Saturday, July 25, 2020

As summer should be


...taken up by small pleasures.

A little morning stitch with the first light, sometimes too bright.


The mailbox garden riots, out of control. The morning glories clam up the minute the full sun leaves them. 

I'm sure the mail person disapproves of this madness.

And who planted those sunflower seeds in a pot?? I'll have to carry water out to them every day for a while.



Overnight company is good and whenever possible, we are in the water.

Tuesday, July 21, 2020

Thunder, and finally, rain



Detente in safe harbor.



While I fool around getting lost in the work. All of it.

Sunday, July 19, 2020

the conversation


I need this activity to focus on the story the way I used to need walking. Not the best substitute for me, physically, but this is how it's always been in the summer.

Thursday started like this. The plan for a substrate for words already written took the process away from me, in its sharp teeth. I said, "Okay, but not now." It came down off the wall for another day.

Written task →
Copy the passage of the summer journal that begins with the words "As summer should" and ends with "of this madness.", changing "morning glories" to "moonflowers".

Dataset content →
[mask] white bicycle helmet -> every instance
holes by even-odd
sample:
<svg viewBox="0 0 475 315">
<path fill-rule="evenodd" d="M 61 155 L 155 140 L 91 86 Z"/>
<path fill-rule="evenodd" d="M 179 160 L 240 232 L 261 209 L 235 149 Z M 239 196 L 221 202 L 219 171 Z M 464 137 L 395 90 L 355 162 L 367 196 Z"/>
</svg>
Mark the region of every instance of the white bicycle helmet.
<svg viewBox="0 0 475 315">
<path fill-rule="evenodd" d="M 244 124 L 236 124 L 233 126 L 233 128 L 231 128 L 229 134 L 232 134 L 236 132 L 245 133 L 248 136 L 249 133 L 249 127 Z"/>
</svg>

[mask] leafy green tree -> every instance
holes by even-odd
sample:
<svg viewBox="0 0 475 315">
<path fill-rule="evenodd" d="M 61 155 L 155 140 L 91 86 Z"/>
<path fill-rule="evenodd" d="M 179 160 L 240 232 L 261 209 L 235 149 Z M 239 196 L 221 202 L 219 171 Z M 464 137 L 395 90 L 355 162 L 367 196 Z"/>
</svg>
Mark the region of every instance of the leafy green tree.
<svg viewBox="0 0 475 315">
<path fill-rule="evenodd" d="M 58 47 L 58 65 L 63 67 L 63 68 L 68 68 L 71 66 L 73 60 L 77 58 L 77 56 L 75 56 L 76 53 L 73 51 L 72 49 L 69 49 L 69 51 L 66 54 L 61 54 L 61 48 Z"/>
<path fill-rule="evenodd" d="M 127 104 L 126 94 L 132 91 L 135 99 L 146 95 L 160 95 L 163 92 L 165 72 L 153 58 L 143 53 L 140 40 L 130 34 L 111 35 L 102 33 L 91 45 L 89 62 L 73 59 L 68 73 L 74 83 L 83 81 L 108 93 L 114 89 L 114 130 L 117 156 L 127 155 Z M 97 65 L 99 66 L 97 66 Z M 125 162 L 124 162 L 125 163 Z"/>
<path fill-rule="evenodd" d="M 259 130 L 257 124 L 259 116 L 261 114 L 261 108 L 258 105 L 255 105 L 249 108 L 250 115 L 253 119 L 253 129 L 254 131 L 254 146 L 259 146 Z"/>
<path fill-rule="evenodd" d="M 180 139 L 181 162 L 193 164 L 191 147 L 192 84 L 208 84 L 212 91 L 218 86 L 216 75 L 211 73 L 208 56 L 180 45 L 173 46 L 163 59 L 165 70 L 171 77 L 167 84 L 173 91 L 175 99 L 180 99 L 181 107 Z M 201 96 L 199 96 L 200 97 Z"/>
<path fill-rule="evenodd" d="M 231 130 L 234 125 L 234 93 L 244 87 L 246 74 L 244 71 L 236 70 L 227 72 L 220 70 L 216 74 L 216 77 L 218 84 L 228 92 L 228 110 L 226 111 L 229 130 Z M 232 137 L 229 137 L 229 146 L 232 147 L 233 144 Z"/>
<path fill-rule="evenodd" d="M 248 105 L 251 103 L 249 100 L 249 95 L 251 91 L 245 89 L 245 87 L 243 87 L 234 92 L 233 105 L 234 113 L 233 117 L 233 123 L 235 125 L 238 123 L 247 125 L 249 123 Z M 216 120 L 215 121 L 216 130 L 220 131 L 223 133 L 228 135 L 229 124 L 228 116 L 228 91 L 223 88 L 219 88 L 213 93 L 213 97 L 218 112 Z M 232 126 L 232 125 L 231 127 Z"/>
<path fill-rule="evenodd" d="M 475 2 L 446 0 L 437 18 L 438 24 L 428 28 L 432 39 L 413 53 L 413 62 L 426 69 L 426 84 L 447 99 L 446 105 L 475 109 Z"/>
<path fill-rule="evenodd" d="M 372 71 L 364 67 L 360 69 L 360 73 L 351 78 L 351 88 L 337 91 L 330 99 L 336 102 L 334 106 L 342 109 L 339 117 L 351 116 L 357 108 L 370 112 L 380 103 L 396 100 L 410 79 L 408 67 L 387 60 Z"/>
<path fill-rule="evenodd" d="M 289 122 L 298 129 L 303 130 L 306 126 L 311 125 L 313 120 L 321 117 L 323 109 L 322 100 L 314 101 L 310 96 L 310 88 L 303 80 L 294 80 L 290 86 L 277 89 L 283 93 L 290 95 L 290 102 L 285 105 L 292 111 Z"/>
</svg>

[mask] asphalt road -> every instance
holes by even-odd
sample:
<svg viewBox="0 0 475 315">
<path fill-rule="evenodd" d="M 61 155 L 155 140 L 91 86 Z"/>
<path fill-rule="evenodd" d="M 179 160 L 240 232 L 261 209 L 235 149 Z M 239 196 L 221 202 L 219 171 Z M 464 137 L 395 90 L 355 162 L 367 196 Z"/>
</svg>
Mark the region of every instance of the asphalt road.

Written response →
As summer should be


...taken up by small pleasures.

A little morning stitch with the first light, sometimes too bright.


The mailbox garden riots, out of control. The moonflowers clam up the minute the full sun leaves them. 

I'm sure the mail person disapproves of this madness.